Extracted text
There are doctors who just shouldn’t practice

I can’t be the only one who’s read the front-page Spotlight series on Dr. Yvon Baribeau (“A Famous Surgeon, A Trail Of Secrets And Death,” Sept. 7; “A Crisis Of Conscience, With Lives At stake ,” September 8) and thought of the 2021 docudrama “Dr. Death,” which told the true story of Dr. Christopher Duntsch, a Dallas neurosurgeon serving a life sentence following injuries to more than 30 patients and the death of two.

Contrast that with Catholic Medical Center CEO Alex Walker’s appalling statement that he would “absolutely” rehire Baribeau if his skills were up to date. It seems that the bottom line – profit – is the primary consideration.

Maxine Dolle


Patients and families need to feel comfortable with physician errors

I read with interest the story of the New Hampshire doctor who “settled 21 medical malpractice claims related to his work” at the Catholic Medical Center, “including 14 in which he is accused of having contributed to the death of a patient”. Patients and families need to feel comfortable with the mistakes of their own physicians.

Recently, the life of a loved one was dramatically shortened due to what I consider malpractice. Am I angry? You bet. Will my loved one file a complaint? Probably not. Why? Because he says his doctor is “a nice guy.”

This attitude must stop. Would you accept this kind of error from your accountant, your lawyer, your mechanic or your plumber?

Why do we tolerate physician errors and let them go unreported?

J. Hallisey

Jamaica plain

The author is a primary care nurse practitioner.

Exercise details
List every person named in the letters about doctors. These lines have nothing to do with the letters about doctors.

Saved entries:
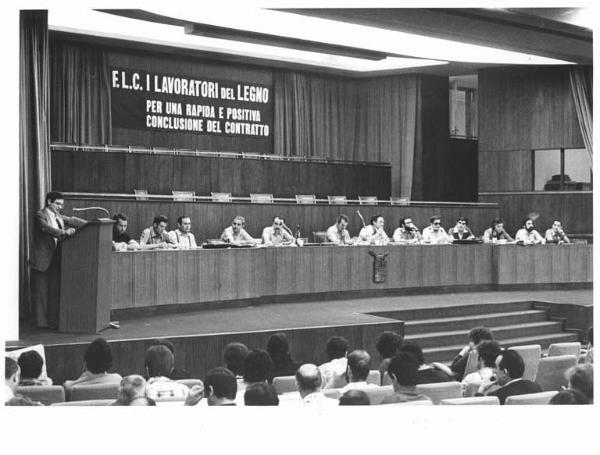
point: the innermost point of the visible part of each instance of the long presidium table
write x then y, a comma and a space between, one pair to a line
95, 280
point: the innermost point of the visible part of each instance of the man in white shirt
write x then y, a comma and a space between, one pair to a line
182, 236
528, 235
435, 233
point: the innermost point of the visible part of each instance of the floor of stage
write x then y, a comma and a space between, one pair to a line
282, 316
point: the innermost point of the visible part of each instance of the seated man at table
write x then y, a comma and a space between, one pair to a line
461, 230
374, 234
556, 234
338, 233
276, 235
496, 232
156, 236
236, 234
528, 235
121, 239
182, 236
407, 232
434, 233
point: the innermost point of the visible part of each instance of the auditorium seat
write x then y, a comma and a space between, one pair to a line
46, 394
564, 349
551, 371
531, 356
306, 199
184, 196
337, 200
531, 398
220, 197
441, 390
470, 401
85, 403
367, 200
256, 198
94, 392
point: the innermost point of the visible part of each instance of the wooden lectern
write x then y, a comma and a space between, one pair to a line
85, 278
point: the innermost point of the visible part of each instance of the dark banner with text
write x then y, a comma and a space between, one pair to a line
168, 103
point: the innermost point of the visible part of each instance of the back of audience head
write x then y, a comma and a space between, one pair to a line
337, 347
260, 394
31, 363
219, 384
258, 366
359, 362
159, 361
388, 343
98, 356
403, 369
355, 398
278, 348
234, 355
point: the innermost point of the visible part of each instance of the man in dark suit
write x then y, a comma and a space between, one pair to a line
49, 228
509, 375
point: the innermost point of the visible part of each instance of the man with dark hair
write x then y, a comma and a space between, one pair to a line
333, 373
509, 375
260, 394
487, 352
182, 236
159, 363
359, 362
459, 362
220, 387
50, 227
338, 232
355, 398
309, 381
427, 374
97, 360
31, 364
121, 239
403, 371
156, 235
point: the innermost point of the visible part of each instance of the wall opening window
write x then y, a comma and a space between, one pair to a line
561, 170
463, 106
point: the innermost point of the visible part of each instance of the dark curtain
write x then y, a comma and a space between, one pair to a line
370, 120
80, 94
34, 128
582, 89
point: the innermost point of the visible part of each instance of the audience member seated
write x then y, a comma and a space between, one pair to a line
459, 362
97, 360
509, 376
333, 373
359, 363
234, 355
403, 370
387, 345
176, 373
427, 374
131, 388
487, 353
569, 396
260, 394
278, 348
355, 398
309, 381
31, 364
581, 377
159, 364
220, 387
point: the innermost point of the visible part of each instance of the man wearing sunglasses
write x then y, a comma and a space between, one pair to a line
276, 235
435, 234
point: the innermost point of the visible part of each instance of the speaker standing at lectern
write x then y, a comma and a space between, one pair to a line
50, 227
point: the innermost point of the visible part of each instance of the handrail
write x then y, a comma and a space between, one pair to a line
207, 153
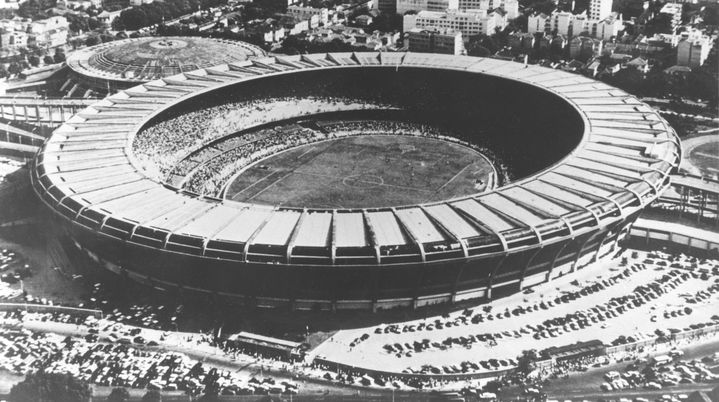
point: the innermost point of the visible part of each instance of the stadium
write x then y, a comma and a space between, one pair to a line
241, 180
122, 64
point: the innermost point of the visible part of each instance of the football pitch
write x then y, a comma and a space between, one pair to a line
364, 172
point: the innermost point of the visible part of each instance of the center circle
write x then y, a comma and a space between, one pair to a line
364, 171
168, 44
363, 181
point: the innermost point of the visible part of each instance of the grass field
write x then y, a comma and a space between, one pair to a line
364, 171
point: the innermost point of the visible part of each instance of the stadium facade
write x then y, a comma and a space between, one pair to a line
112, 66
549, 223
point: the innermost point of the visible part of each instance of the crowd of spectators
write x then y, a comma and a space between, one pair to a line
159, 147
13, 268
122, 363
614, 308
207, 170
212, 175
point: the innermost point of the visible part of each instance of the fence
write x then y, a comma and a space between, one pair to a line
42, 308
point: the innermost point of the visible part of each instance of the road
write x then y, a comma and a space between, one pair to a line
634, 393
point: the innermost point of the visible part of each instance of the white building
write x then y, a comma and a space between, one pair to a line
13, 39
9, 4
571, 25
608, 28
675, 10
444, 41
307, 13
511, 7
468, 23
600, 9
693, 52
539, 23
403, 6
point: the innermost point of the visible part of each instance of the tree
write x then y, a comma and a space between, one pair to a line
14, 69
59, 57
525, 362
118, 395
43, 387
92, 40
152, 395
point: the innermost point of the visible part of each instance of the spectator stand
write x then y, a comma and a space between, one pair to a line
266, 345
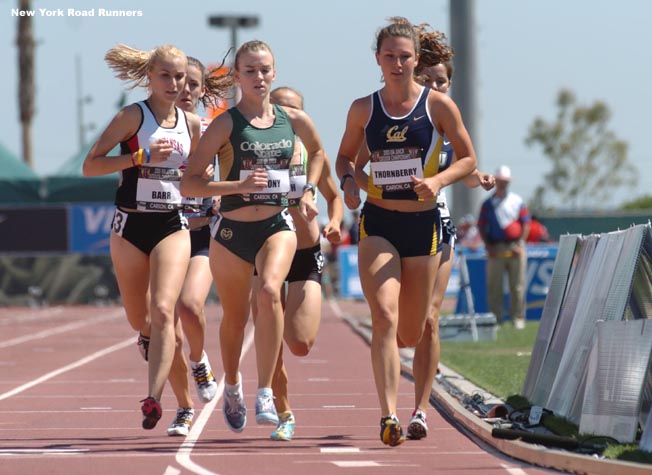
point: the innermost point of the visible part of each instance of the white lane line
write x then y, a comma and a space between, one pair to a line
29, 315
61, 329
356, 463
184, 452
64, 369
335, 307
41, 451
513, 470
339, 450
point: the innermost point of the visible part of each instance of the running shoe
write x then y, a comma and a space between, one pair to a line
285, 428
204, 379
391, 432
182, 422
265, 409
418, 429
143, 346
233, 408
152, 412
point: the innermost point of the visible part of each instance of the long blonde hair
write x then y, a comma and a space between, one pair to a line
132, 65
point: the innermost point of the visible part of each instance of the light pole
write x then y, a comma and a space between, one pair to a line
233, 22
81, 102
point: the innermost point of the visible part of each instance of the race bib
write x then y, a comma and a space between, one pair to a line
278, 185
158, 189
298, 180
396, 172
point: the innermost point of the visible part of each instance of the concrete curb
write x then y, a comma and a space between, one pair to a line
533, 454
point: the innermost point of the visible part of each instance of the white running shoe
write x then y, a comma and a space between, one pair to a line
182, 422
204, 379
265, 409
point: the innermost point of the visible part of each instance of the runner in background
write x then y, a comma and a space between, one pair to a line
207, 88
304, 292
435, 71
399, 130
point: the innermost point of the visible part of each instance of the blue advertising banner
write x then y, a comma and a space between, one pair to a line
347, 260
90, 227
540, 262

Task output
Yvon Baribeau, Christopher Duntsch, Alex Walker, Maxine Dolle, J. Hallisey